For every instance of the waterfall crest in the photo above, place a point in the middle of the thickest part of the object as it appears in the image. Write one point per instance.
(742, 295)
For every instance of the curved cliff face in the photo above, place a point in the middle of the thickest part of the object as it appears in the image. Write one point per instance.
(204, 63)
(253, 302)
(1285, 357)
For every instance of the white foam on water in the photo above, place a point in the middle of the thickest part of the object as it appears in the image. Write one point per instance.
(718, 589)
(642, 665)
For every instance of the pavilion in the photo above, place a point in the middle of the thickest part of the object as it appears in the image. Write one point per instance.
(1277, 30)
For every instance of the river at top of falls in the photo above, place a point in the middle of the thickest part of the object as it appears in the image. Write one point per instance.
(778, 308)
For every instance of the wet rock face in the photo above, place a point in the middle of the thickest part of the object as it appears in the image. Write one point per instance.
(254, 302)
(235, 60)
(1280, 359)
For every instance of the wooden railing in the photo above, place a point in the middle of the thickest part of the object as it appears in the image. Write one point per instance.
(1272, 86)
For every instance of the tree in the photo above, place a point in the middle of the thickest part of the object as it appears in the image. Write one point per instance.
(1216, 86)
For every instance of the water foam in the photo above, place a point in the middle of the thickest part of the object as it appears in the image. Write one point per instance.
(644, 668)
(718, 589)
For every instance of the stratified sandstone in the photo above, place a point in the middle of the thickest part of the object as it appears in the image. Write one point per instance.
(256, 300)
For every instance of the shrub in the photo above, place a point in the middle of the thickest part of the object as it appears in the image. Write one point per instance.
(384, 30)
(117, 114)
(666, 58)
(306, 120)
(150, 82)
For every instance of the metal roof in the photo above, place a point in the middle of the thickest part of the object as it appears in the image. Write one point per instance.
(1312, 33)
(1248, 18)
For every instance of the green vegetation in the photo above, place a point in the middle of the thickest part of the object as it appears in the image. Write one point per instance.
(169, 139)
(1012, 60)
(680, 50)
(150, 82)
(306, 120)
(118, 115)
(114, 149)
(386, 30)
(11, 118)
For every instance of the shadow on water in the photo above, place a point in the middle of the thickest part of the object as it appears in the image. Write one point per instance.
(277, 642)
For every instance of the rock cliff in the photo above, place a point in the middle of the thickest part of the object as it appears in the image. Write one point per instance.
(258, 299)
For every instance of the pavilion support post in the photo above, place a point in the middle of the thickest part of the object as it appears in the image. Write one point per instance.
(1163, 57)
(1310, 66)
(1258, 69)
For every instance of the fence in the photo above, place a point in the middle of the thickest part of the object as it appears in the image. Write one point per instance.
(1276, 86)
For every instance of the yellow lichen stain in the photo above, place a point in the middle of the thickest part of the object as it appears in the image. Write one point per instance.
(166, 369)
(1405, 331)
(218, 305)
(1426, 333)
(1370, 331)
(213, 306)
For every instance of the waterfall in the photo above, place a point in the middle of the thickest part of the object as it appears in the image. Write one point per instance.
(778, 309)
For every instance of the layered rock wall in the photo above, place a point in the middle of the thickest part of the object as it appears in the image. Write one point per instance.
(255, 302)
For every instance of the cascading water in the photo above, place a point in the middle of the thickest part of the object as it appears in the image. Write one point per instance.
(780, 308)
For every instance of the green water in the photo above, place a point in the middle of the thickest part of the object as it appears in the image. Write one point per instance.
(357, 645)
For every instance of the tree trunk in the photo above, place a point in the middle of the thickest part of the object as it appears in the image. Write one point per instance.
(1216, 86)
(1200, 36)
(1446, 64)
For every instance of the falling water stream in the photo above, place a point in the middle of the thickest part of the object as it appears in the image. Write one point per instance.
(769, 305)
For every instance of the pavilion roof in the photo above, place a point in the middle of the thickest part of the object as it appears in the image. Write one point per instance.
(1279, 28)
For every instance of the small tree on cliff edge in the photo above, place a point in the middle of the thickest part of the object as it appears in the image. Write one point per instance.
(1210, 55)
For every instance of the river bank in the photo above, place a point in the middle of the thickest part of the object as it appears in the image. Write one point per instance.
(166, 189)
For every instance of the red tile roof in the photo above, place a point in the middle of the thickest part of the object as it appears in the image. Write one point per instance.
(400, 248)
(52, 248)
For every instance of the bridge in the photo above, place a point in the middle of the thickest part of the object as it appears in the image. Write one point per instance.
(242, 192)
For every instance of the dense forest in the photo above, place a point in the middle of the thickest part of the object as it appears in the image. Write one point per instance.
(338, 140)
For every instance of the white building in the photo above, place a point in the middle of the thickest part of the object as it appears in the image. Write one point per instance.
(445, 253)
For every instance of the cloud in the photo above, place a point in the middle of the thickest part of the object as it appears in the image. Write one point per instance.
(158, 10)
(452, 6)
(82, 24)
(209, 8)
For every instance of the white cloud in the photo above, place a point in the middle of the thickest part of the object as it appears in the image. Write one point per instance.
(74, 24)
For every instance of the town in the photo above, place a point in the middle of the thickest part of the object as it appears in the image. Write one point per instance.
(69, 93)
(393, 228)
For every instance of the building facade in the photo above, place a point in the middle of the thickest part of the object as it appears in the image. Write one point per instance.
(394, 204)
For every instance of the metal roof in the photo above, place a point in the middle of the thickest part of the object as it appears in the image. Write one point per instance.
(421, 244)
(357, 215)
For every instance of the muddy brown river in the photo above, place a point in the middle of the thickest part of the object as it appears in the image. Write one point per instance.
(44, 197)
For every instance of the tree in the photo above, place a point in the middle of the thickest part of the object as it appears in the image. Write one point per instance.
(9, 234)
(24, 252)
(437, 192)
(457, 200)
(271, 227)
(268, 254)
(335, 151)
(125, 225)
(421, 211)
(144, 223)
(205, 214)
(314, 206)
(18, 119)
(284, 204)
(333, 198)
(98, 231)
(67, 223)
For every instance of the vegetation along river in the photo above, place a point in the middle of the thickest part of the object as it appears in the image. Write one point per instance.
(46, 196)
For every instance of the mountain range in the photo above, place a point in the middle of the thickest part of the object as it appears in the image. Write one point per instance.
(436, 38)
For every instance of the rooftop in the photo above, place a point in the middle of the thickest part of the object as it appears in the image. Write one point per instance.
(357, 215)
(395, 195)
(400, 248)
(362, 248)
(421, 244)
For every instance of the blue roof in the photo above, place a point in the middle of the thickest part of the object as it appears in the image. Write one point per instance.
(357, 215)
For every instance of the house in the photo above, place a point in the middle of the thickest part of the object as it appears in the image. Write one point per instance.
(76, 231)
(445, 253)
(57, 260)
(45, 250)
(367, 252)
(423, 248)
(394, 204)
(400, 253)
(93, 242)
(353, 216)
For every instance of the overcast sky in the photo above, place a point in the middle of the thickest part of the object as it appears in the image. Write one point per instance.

> [PROBLEM TO WORK ON]
Each entry above needs to be duplicated verbatim.

> [ANSWER SECTION]
For every instance of the waterfall crest in the photo above, place a point in the middle of the thickest part of the object as it appears in the image. Write one point per instance.
(742, 295)
For every instance of the curved cliff face in the photo above, place a point in the middle of the thickest part of the object as it appears in the image. Write one point per instance.
(204, 63)
(253, 302)
(1285, 357)
For every instance of the white foam on water in the photo above, place a point in the middle of the thickest part of the object as it appears in the image. Write one point per instance.
(718, 589)
(642, 665)
For every instance of the pavilion in the photo above, place a point in the middle of the thickest part of the object as it appears in the image. Write one point per instance.
(1277, 30)
For every instance of the river at top of falls in the photo above, place a point in the middle of the thickest part of the object as it appears in the image. Write one point per instance.
(778, 308)
For every instance of the wet rock face in the photo above, place a point in the middle of the thickest part of the object as it appears in the image. Write one point per instance.
(254, 302)
(235, 60)
(1280, 359)
For every instance of the wooden railing in the photo above, place a point in the middle of the thickest part of the object as it appears in the image. Write one point per instance.
(1272, 86)
For every instance of the tree in the photo above, place a point in the middle of the thickest part of the object as it appears in the image. Write one point per instance.
(1216, 86)
For every instance of the water foam in the photo above, place a point in the middle of the thickest part of the object as it appears in the image. Write one point per instance.
(644, 668)
(718, 589)
For every instance of the stratified sandstone in the photo above, place a point in the middle of the thickest part of the object as it appears in the image. Write one point per instance.
(256, 300)
For every instance of the shrub in the photo above, place a point in the middle of the thickest part of the object as it appears in the image. Write one point per instance.
(384, 30)
(117, 114)
(666, 58)
(306, 120)
(150, 82)
For every instance of the metal roof in the photo above, place a point in the middle of the thickest part of the object as it appears in the image. Write one point per instance.
(1312, 33)
(1248, 18)
For every instance of the green vegetation in the photo above, place a point in the middle of the thickest part of the object as it appears in the image. Write one point per instance.
(169, 139)
(1012, 60)
(680, 50)
(150, 82)
(306, 120)
(118, 115)
(114, 149)
(386, 30)
(11, 118)
For every instance of the shadow on water in the photo above, place a point in the middle of the thickest part of the object as it appears in the image. Write one point per instance.
(277, 642)
For every instance of the rock cliff in the photo above, place a point in the middle of the thickest part of the object as it appears in the image. Write one point per instance.
(258, 299)
For every instance of the pavilion support post in the photo above, place a point in the middle of the thickest part of the object as it appears in the image. Write one point per instance.
(1163, 57)
(1310, 66)
(1258, 69)
For every instance of the fence in the photo above, place a point in the middle of the thickest part of the object as it appears in the image. Write one point per instance.
(1276, 86)
For every instance of the yellow lichen stain in the photo above, place a point in the middle of the thickest part of the object as it appears in the image. Write one point per instance.
(166, 369)
(1405, 331)
(218, 305)
(1426, 333)
(1370, 331)
(213, 306)
For every instance of the waterfall in the photo above, place a point in the middle of the thickest part of the object as it appears in the image. Write one point per instance.
(778, 309)
For every instance of the layered rock wall in the photo above, place a point in the middle of the thickest part of the object as it appears in the image. Write one point per instance.
(255, 302)
For every instance of the cascading water in the photo above, place a point in the middle of the thickest part of the object as it appears in the image. Write one point per instance.
(780, 308)
For every instance of the green water in the photo above, place a point in the middle of the thickest part of the object as it appears in the image. Write one point per instance.
(357, 645)
For every instance of the tree trunk in the photo above, place a point in the middle of the thickest part of the object as it appears in the image. Write one point per instance.
(1216, 86)
(1200, 36)
(1446, 64)
For every instance of the falling water stream in the photo above, place a point in the middle of the thickest part of the object as it appears in the image. Write one point per instance.
(769, 305)
For every instance of the pavilion roof in the photo above, place a point in the middle of the thickest part of the object as it appears in the image. Write one point per instance.
(1279, 28)
For every instance of the small tree on cliff edge in the photo above, place a point in the middle of the thickest part of the object as it appears in the image. Write one point per instance.
(1210, 55)
For every instance of the river bank in the photo above, place a point in the middle of the thickest part of the object as it appears in the image. Write one point per instance.
(166, 189)
For every instance of the red tile roof in the photo above, place a point in the middle of the thickest part of the object as it appears in the image. Write one point per instance.
(400, 248)
(52, 248)
For every instance of the bridge in the photo above, place a point in the middle of the thickest part of the object as it appears in the image. Write one point per instance.
(242, 192)
For every instance of the dense forest in the photo above, place a point in the middle of the thickest part of the object as it appears in the image. Write one point per instance.
(338, 140)
For every instance of the white building in the photo above, place a point in the middle of the thickest part of the object as it appears in the image. Write one point per instance.
(445, 253)
For every instance of the cloud in the photo above, place a point in the middle of the thickest part of the object as it appears in the image. Write one point per instance.
(158, 10)
(452, 6)
(82, 24)
(209, 8)
For every instance of the white cloud in the photo above, place a point in the middle of the thickest part of the object as it appears in the image. Write one point per instance.
(74, 24)
For every instance of the town in the photo above, place a point in the middle of the thickest part of the object as it appears in the image. Write one point per instance.
(69, 93)
(393, 228)
For every instance of the building facade in the photo above, place a point in the middle of the thickest part of the object as it appears in the image. Write one point per instance.
(394, 204)
For every instance of the metal roof in the photo above, place a point in the middle of the thickest part of the object as it appears in the image. Write one point per instance.
(421, 244)
(357, 215)
For every instance of the muddy brown river in the photo above, place a point in the middle of the thickest part of the object as it appears in the image. Write one point per instance.
(44, 197)
For every instance of the tree in the photo above, place a point in the middle of the thickest part of the object as it appears in the image. Write one point per instance.
(9, 234)
(24, 252)
(437, 192)
(457, 200)
(271, 227)
(268, 254)
(335, 151)
(125, 225)
(421, 211)
(144, 223)
(205, 214)
(314, 206)
(18, 119)
(284, 204)
(333, 198)
(98, 231)
(67, 223)
For every instance of the vegetation along river in the photo above, place a point in the middle of the thickest part of the object as it appears in the image. Write one point per instance.
(46, 196)
For every instance of the mountain range in the photo above, place a point in the middle of the thickest part of the object as it appears in the image. Write one point per instance.
(436, 38)
For every instance of the rooftop in the photo above, place a point in the middle of the thickest part of the object as it appears in the image. Write one point per instance.
(357, 215)
(395, 195)
(400, 248)
(362, 248)
(421, 244)
For every instance of the blue roof in the photo above, place a point in the middle of the thickest part of the object as it appears in the image. Write one point per instance.
(357, 215)
For every instance of the house in the photo above, place a point in the middle of the thickest part of the object as it appears in the image. Write one point per instance.
(76, 231)
(445, 253)
(57, 260)
(45, 250)
(367, 252)
(423, 248)
(394, 204)
(400, 253)
(93, 242)
(353, 216)
For every instance of the overcast sky in the photo above, place a point in the middle of the thickest part of the object as it appears in the image. Write one point per instance.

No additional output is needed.